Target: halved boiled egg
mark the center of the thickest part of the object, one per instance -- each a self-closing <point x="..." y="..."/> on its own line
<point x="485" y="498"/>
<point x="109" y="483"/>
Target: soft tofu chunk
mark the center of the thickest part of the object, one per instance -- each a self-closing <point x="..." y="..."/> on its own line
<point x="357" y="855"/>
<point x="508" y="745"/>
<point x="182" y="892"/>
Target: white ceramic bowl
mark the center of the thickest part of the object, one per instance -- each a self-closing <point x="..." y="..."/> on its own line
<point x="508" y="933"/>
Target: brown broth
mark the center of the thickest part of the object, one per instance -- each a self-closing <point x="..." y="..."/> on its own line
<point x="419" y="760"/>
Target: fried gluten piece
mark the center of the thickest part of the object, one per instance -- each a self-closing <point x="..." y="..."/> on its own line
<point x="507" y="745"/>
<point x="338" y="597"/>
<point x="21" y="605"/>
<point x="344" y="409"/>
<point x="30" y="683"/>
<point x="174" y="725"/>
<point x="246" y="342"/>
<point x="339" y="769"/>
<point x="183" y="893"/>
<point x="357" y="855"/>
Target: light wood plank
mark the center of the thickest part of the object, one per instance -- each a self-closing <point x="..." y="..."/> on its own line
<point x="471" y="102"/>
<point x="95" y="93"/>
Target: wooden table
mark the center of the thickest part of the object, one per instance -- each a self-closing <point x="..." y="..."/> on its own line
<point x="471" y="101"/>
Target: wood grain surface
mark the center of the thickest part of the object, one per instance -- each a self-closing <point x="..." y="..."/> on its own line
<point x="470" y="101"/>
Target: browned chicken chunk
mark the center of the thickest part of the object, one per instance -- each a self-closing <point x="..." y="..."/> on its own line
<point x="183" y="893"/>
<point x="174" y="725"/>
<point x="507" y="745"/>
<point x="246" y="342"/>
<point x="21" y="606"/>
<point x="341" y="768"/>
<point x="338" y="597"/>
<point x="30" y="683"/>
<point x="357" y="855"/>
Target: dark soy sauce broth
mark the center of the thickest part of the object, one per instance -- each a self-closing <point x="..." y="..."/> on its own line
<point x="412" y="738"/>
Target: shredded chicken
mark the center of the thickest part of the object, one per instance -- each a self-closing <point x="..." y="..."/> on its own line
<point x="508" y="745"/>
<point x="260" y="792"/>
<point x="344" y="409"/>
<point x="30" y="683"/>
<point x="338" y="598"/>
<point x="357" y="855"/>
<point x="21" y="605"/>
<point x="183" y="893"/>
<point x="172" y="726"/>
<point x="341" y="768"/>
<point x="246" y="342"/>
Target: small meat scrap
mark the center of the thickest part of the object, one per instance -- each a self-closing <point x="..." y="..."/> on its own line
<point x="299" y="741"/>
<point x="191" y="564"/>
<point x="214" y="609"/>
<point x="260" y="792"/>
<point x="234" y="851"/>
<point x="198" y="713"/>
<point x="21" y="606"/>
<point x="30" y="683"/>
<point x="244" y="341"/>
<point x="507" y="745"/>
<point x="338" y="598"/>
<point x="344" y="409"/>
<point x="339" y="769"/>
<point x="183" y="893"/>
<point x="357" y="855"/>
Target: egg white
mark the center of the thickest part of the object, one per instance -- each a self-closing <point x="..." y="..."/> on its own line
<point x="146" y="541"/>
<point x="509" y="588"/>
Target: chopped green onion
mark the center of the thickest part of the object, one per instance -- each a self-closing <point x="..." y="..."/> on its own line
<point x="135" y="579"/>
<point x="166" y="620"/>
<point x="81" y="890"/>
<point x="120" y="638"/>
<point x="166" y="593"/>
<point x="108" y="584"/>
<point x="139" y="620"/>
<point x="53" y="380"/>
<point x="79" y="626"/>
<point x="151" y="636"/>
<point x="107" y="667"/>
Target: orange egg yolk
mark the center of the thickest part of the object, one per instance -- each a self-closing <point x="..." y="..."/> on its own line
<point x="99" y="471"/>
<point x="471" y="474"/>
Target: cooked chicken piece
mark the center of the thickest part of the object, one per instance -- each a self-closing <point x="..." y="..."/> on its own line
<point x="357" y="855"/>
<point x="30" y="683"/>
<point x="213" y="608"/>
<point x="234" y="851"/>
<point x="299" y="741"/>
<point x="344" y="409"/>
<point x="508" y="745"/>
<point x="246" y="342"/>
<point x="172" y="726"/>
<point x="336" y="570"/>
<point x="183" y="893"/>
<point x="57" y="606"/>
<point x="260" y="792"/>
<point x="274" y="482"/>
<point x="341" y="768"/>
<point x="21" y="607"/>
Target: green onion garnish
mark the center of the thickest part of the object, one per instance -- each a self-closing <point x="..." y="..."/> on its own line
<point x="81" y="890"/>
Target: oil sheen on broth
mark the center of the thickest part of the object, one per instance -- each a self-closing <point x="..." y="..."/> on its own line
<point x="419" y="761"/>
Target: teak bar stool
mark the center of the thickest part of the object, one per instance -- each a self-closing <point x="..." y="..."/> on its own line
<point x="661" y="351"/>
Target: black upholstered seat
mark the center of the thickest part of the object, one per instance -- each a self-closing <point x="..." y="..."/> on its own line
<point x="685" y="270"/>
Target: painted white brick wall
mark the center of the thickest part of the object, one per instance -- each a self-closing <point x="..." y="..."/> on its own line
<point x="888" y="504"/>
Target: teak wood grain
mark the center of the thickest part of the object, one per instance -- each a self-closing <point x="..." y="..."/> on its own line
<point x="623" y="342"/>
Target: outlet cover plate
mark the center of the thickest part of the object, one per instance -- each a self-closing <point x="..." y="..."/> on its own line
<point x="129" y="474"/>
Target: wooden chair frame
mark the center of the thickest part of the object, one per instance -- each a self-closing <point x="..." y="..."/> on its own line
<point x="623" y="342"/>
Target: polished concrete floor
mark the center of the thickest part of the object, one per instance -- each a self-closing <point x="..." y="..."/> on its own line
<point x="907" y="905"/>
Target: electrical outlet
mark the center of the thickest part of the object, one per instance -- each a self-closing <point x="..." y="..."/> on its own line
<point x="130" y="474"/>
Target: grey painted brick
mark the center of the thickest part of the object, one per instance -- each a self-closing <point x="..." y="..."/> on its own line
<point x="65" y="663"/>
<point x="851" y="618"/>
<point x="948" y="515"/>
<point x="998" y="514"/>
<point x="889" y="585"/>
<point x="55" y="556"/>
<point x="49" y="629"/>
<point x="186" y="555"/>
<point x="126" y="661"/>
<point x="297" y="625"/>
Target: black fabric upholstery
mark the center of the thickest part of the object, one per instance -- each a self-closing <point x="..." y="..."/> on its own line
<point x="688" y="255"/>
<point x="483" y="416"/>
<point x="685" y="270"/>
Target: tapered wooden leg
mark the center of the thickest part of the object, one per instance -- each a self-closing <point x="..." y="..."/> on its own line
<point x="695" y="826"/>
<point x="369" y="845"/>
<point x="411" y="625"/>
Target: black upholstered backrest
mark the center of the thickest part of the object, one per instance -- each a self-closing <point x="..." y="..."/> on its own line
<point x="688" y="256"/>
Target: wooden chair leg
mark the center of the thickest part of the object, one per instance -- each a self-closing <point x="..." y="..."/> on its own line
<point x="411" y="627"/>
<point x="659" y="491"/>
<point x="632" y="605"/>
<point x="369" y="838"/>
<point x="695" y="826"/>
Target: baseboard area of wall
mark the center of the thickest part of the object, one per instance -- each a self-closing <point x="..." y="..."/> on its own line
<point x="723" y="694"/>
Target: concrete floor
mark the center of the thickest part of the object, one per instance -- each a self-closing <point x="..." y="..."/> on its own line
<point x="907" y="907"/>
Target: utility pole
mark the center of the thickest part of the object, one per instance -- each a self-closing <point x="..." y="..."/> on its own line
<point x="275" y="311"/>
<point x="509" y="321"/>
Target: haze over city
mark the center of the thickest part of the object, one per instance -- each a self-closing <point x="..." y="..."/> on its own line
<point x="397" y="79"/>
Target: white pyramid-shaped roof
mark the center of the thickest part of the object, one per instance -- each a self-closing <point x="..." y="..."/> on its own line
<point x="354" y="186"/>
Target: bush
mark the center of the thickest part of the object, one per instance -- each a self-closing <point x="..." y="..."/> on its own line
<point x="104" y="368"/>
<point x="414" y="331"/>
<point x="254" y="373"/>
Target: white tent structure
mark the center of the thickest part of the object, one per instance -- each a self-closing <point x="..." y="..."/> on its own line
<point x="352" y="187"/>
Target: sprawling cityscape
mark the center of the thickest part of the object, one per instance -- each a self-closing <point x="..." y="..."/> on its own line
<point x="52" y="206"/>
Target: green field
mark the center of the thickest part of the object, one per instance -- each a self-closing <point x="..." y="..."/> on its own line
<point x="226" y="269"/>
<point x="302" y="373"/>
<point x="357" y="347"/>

● ● ● ●

▶ [ASSIGNED TASK]:
Retype the portion of the data above that starts on the line with "Target: polished concrete floor" and finishes on the line with "Target: electrical outlet", including both of those lines.

▶ [EXERCISE ANSWER]:
Target: polished concrete floor
mark the center of the thickest part of the object, one per instance -- each a self-closing <point x="..." y="..."/> on its own line
<point x="907" y="905"/>
Target: electrical outlet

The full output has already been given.